#### [INSTRUCTIONS FOR THE TASK]
Lines with the word "would" are the answer; copy each of them from the data below.

Dataset entries
##############################

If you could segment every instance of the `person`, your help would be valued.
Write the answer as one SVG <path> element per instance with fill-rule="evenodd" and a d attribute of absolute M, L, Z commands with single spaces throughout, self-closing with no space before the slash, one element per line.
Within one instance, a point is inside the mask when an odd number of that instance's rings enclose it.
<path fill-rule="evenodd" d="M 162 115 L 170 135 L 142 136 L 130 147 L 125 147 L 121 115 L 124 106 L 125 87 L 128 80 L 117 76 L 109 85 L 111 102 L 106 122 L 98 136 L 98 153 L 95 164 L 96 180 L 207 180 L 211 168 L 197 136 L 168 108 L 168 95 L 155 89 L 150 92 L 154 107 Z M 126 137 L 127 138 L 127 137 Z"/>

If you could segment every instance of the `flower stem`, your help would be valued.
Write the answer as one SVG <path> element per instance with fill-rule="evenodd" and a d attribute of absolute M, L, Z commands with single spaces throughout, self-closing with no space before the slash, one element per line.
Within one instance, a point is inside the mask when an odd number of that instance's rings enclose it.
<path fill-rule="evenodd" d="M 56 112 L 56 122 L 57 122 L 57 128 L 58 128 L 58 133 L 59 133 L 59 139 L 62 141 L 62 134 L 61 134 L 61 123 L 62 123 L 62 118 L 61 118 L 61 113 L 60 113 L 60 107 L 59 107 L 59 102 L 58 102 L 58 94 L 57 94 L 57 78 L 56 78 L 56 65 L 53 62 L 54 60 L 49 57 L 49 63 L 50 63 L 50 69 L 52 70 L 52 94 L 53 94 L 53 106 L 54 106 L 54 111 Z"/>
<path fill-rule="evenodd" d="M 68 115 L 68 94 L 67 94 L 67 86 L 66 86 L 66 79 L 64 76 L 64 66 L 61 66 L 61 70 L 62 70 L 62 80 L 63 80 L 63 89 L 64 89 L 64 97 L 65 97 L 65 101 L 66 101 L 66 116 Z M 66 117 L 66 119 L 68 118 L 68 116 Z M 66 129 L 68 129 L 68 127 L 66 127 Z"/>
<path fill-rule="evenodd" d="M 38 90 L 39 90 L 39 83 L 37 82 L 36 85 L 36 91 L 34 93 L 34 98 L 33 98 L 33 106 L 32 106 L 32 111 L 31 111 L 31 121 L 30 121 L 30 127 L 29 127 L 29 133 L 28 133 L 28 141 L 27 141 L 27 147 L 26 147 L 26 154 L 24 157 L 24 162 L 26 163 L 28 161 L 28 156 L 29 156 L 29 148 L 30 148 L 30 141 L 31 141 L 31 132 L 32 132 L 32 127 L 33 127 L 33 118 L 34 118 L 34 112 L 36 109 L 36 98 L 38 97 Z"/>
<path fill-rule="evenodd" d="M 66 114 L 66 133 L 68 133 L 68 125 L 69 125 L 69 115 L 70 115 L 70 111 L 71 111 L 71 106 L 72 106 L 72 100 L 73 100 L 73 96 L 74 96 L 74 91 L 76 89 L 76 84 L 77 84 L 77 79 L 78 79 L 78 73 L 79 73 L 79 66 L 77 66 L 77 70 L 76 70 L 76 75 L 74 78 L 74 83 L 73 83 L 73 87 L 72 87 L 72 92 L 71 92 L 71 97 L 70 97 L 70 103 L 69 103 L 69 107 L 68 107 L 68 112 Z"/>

##############################

#### [EXERCISE OUTPUT]
If you could segment every instance of the `person`, your help would be valued.
If you could segment every instance of the `flower stem`, your help would be valued.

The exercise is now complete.